I would like to kindly ask for help on an instability issue I have. Even though I already posted this over at the G.SKILL and MersenneForum, I will summarize it here again:
Basically, if I run Prime95 v28.9 blend stress test, sooner or later, the test will error out on a worker. The time is unfortunately spread rather wide: 13h, 19h, 39h, 49h and today 14h. The FFT sizes for the last three failures were 8k, 800k and 320k. The failures are always zeroed results like "FATAL ERROR: Final result was 00000000, expected: EE20AC08" and never rounding errors.
The system is generally not overclocked -- except for the memory and thus system agent and imc. But the last few tests were done completely at stock, meaning the memory was also clocked at DDR4-2133 @ 1.20v and everything at stock voltages.
MemTest86 v7 Pro with parallel testing on all cores revealed no errors but I have to admit, the longest I had it running was for 13h since I do need the machine for work.
I have meanwhile swapped the memory kit for the exact same model and the last failed test was performed with the new memory kit. Prior to that with the "old" kit, I also raised the VDIMM voltage, which had no effect either.
Temperatures are all in the green since the case is well ventilated and the CPU is kept well in line with a Noctua NH-D15S. During the test, I monitor everything with 500ms resolution through HWMonitor64 and see no anomalies whatsoever.
Here the specification of the machine:
- ASUS Z170-Deluxe with EFI firmware 1902
- G.SKILL Trident Z F4-3200C14D-32GT
- Intel 6700k (MC 74)
- Corsair HX850i
- Zotac GTX 1080 FE
- 4x Seagate ST2000NM0033 (Intel Rapid Storage RAID10)

> EXTRACTED RECORDS

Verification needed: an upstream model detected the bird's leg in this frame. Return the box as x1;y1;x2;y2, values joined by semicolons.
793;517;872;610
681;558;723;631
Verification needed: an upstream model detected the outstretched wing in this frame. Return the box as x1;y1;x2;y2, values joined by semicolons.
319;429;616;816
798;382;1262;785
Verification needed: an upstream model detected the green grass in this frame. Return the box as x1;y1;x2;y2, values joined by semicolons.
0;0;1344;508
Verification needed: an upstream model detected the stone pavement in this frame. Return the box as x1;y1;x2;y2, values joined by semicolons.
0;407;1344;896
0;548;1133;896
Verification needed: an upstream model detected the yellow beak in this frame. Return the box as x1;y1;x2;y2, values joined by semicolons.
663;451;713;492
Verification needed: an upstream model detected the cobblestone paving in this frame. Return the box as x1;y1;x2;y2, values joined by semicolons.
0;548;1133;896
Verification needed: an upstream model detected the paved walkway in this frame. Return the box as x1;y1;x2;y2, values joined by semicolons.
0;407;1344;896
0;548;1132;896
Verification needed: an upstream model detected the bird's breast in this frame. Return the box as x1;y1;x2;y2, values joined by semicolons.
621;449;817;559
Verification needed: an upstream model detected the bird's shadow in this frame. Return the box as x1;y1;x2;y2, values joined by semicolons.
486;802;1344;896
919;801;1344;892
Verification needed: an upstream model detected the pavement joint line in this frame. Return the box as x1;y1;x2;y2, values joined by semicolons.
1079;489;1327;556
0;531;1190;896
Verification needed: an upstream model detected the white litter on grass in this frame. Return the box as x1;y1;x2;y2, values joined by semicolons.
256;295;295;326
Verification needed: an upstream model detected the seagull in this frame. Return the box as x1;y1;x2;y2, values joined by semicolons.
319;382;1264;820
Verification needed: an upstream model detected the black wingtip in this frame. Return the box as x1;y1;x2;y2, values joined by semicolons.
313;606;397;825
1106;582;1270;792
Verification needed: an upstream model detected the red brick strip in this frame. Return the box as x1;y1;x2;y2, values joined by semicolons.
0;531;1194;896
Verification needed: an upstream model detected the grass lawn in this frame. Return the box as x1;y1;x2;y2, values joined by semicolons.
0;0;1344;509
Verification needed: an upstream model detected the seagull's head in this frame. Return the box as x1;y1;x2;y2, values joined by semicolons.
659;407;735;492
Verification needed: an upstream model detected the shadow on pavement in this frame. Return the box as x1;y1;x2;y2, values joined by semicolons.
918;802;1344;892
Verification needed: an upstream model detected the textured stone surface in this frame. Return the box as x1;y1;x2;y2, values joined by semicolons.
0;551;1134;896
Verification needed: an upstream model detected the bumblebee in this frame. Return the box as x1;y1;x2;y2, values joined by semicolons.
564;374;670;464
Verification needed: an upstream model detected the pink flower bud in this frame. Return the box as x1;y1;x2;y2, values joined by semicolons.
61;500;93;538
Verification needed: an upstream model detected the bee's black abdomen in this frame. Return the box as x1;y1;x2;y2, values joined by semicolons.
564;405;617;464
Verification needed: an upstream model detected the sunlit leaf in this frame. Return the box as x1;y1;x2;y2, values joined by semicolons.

> TO DO
a - According to the Prime95 instability post, what memory speed and voltage were used in the stock tests?
b - Return the Prime95 instability post word for word from "Temperatures are all" to "6700k (MC 74)".
c - Carry the Prime95 instability post forward from the point where it stops.

> FINAL RESULTS
a - DDR4-2133 at 1.20v.

b -
Temperatures are all in the green since the case is well ventilated and the CPU is kept well in line with a Noctua NH-D15S. During the test, I monitor everything with 500ms resolution through HWMonitor64 and see no anomalies whatsoever.
Here the specification of the machine:
- ASUS Z170-Deluxe with EFI firmware 1902
- G.SKILL Trident Z F4-3200C14D-32GT
- Intel 6700k (MC 74)

c -
The magic performance enhancements in the UEFI firmware are all off. Everything voltage related is on Auto. I also tried setting Vcore to Offset with SVID enabled, but that made no difference either.
I am now considering swapping CPU and board but since I cannot really locate the culprit, it leaves a very bad feeling that this becomes an endless cycle/story. I am still not 100% convinced that this is not another Skylake and/or Prime95 bug. Over in the MersenneForum, another user reported he is seeing the exact same behavior on a different brand board -- which naturally can also have an absolutely different cause. I know.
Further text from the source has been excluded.